Exercises:
• A. Answer these from the year-end picks post:
(i) Which Bruce Springsteen album is named album of the year?
(ii) Which series is called the best show on television?
(iii) Which two films tie for movie of the year?
• B. In one to three sentences, explain why the year-end picks post says choosing album of the year was less tough.
• C. Please reproduce the year-end picks post word for word, starting with "TV SHOW OF THE" and going on through "THIS GODDAMN SHOW.".

Quoted text:
ALBUM OF THE YEAR: This one is less tough since in the entirety of 2007 I bought precisely two new albums, and as much as I love Kylie Minogue "X" is certainly not her strongest effort. "Magic," Bruce Springsteen, der.

TV SHOW OF THE YEAR: Fuck you, David Chase. Fuck you sideways. Combine that gigantic Charlie Foxtrot with 24 going completely off the rails almost from the beginning, Lost bungling its first 6-8 episodes, the inexplicably-popular Heroes continuing to be one of the worst television shows I've ever seen; and 30 Rock, despite it's constant hilarity, being sort of all over the map, the straight-up best show on television was - and still is - Battlestar Galactica. I've said it before and I'll say it again: you are stupid for not watching it. Weeks or months or years from now you will watch it and say, "oh my god, this show is incredible, I can't believe how stupid I was for not watching it," and I will agree that yes, it was pretty fucking stupid of you. WATCH THIS GODDAMN SHOW.

COMIC BOOK OF THE YEAR: Dear Mr. Lucas - please read The Sinestro Corps War to learn how to make space opera awesome. It has everything your crappy Star Wars prequels lack: interesting characters, great dialogue, a compelling villain (several of them, in fact), and a plot you don't have to excavate out of a Mayan ruin to understand. Basically it will knock your socks off for every page from beginning to end. Short of reading this fantastic story - basically the only good comic published in what was a shockingly dismal year for the medium across the board - please never make anything ever again. Signed, The World.

MOVIE OF THE YEAR: Seeing a lot of great movies over the last year makes this a tough choice, but the problem is I still haven't seen a whole bunch of the big "prestige" movies yet. In terms of provisional choices, though, I actually ended up with a tie between Gone Baby Gone and, in what came as a shock even to me, Eastern Promises. Odds are you haven't seen either of these movies yet (few people have). I've talked about Gone Baby Gone before, which you'll now probably have to wait for the DVD (February 12) to see if you haven't already, but I got the Eastern Promises DVD over the holidays and holy shit it's incredible. I mean, WOW. I don't know when David Cronenberg became an actual mature filmmaker but Jesus Christ on a flaming pogo stick this is an absolutely flawless film. It is top to bottom perfect. You will not be disappointed.

All are of course welcome to discuss any surely-farcical deviations from the above, but remember the rule.

I'll see you tonight, then.

JLK

Monday, August 20, 2007

Your Wildly Vacillating Quizo Update

I have railed against the weather numerous times in this space - previous instances of summer cold or winter heat or snow in April or whatever - and despite the fact that it is dark, cold, and raining in mid-August, the weather specifically is not what I'm shaking my fist at today. No, the problem is that for the last weekend life in general has taken this strange sort of erratic turn and, well, I tend to think my life was interesting enough beforehand.

Source excerpt:
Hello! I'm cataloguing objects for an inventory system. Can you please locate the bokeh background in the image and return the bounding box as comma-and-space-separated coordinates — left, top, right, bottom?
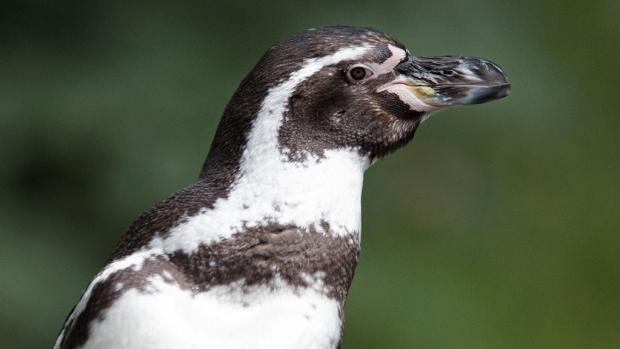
0, 0, 620, 349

Complete answers:
• A.
(i) "Magic"
(ii) Battlestar Galactica
(iii) Gone Baby Gone and Eastern Promises

• B. In all of 2007 the writer bought exactly two new albums. One of them, Kylie Minogue's "X," is not her strongest effort, so the choice was easy.

• C.
TV SHOW OF THE YEAR: Fuck you, David Chase. Fuck you sideways. Combine that gigantic Charlie Foxtrot with 24 going completely off the rails almost from the beginning, Lost bungling its first 6-8 episodes, the inexplicably-popular Heroes continuing to be one of the worst television shows I've ever seen; and 30 Rock, despite it's constant hilarity, being sort of all over the map, the straight-up best show on television was - and still is - Battlestar Galactica. I've said it before and I'll say it again: you are stupid for not watching it. Weeks or months or years from now you will watch it and say, "oh my god, this show is incredible, I can't believe how stupid I was for not watching it," and I will agree that yes, it was pretty fucking stupid of you. WATCH THIS GODDAMN SHOW.